BUT as I said I only want to check the <a href…> tags…

Have found this pattern, seems OK but doesn’t work either :


$post_content = stripslashes($_POST['content']);
$post_content = htmlspecialchars($post_content, ENT_QUOTES);

// CHECK URL's START
$href_regex ="<"; // 1 start of the tag
$href_regex .="\\s*"; // 2 zero or more whitespace
$href_regex .="a"; // 3 the a of the tag itself
$href_regex .="\\s+"; // 4 one or more whitespace
$href_regex .="[^>]*"; // 5 zero or more of any character that is _not_ the end of the tag
$href_regex .="href"; // 6 the href bit of the tag
$href_regex .="\\s*"; // 7 zero or more whitespace
$href_regex .="="; // 8 the = of the tag
$href_regex .="\\s*"; // 9 zero or more whitespace
$href_regex .="[\\"']?"; // 10 none or one of " or '
$href_regex .="("; // 11 opening parenthesis, start of the bit we want to capture
$href_regex .="[^\\"' >]+"; // 12 one or more of any character _except_ our closing characters
$href_regex .=")"; // 13 closing parenthesis, end of the bit we want to capture
$href_regex .="[\\"' >]"; // 14 closing chartacters of the bit we want to capture
			
$regex = "/"; // regex start delimiter
$regex .= $href_regex; //
$regex .= "/"; // regex end delimiter
$regex .= "i"; // Pattern Modifier - makes regex case insensative
$regex .= "s"; // Pattern Modifier - makes a dot metacharater in the pattern
// match all characters, including newlines
$regex .= "U"; // Pattern Modifier - makes the regex ungready			
			
preg_match_all($regex, $post_content, $a);
			
$count = count($a[1]);
			
echo $count;
			
if ($count > 1) { $error_flag = 1; }
// CHECK URLs END

Can you post the sample content that you are working on? So that I can try here till the regex experts come and see the post :slight_smile:

Ok, here a sample content :


<div class="postContent"> <p>As I&rsquo;m a technical consultant for conveyor systems at Deme Ltd.,
we&rsquo;ve visited <a href="http://www.sajam.co.rs/active/en/home/details/_params/sajam_id/4833.html" target="_blank">7th PACKTECH EXPO BALKAN 2008</a> held from 17-09-2008 to 20-09-2008 in Belgrade, capital city of Serbia .

# # # #

Given task A: In the records, shift every coordinate in the answers up by 127, from the line with "Target: glass artichoke-shaped building" through the end of the records, and write out all of those lines again, requests included. Leave the pictures out.

Excerpts of location labeling data
# # # #

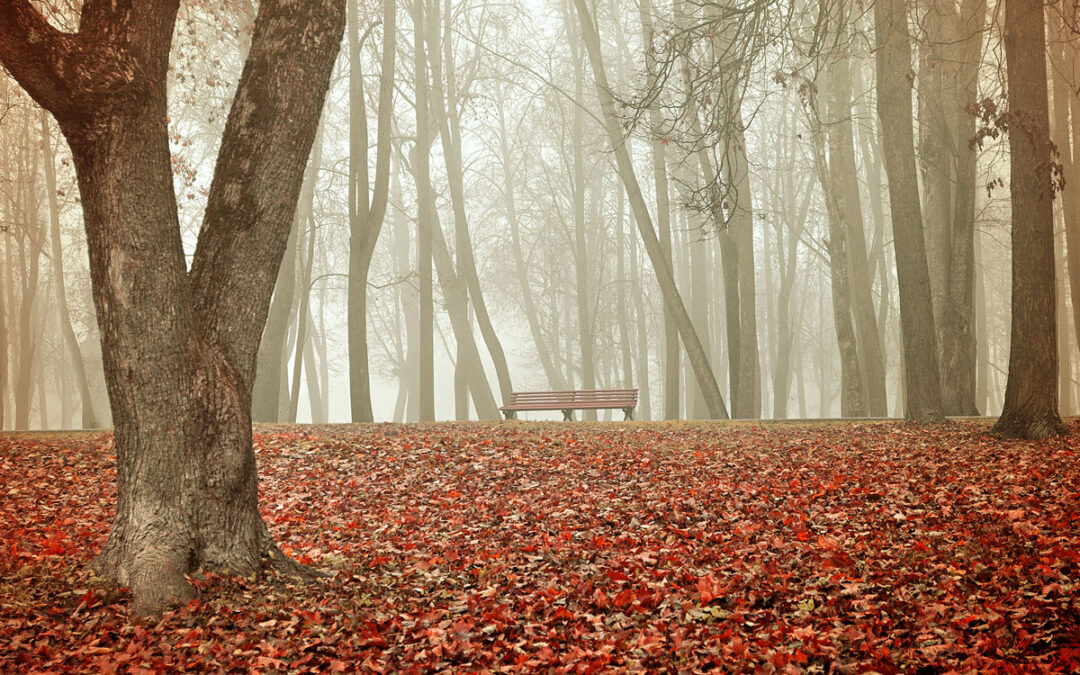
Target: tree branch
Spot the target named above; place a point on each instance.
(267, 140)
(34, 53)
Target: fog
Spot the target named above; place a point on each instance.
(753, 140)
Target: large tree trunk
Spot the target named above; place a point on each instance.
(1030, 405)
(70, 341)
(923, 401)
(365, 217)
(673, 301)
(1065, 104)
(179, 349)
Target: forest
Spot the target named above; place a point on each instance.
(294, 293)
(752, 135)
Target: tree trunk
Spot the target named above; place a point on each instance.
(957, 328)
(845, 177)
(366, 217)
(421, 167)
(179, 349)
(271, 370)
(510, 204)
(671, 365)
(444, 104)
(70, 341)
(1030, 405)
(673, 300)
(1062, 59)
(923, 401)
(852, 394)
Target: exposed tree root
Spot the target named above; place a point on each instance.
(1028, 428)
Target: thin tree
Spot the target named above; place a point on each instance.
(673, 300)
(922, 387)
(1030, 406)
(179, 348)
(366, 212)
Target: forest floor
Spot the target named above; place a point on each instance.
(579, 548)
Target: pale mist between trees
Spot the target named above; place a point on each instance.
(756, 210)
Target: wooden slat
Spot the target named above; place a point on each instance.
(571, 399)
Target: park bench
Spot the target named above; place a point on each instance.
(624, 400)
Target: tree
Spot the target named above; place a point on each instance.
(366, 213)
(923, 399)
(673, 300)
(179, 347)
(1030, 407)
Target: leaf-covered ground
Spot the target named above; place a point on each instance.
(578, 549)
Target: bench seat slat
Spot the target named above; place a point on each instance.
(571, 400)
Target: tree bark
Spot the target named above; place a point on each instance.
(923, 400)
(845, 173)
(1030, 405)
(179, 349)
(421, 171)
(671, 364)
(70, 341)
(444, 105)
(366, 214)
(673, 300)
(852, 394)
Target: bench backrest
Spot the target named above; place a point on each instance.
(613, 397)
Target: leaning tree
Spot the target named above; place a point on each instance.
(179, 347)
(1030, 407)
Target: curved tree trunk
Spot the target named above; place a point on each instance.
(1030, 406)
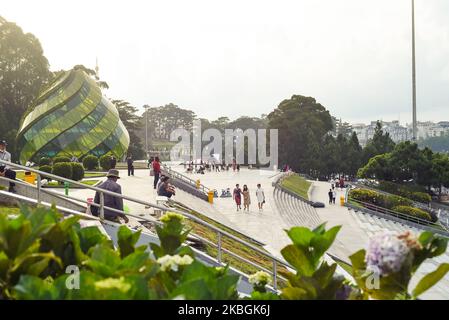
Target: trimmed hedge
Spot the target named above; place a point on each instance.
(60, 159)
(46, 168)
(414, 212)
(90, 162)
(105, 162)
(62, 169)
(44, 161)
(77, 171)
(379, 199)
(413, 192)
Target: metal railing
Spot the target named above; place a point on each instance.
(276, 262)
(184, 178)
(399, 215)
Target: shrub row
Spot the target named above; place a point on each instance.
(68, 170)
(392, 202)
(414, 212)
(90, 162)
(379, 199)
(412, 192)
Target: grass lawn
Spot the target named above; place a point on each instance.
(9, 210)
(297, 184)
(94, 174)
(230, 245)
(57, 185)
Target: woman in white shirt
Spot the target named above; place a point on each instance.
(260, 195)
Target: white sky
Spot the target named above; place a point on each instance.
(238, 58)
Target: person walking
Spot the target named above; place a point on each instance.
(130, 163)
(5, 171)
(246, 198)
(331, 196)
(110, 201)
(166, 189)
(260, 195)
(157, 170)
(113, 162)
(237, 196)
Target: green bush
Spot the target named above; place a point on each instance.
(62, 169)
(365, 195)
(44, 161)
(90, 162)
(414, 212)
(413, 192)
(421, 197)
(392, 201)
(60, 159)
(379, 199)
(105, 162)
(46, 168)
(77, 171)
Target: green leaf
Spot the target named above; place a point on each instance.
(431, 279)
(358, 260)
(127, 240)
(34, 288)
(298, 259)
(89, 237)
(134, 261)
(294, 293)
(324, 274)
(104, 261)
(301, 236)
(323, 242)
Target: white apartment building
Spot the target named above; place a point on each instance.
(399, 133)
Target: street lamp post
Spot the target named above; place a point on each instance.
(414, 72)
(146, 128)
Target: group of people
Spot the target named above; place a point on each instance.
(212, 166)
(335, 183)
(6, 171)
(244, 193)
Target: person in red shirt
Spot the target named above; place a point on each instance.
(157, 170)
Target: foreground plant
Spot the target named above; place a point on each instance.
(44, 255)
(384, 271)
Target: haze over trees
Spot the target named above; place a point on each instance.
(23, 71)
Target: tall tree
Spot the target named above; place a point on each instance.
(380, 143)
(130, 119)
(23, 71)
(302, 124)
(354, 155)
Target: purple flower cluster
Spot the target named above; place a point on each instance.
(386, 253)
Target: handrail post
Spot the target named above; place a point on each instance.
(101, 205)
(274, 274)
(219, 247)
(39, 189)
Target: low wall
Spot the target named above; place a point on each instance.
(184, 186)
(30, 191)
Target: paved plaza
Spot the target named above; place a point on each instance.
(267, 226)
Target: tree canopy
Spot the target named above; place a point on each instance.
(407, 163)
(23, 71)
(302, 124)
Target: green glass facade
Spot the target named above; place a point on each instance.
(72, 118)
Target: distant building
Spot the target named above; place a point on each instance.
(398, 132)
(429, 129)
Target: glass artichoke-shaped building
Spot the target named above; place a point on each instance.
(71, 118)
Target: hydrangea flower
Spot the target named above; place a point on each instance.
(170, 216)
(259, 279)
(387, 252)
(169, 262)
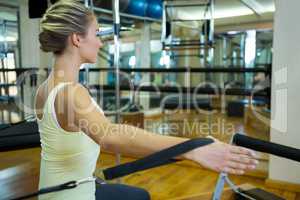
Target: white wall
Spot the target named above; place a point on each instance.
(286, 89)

# # # #

Given task B: According to the forum thread on the PHP regex, on what dates was the 7th PACKTECH EXPO BALKAN 2008 held?

Full response A:
Target: glass artichoke-shaped building
Spot the target named above; place a point on each instance.
(198, 245)
Target: hydrangea flower
Spot the target named above; place a point on each instance.
(297, 343)
(386, 406)
(514, 379)
(296, 389)
Target: white wall
Spot the target named above; place a point on each instance.
(413, 216)

Full response B: It was held from 17-09-2008 to 20-09-2008.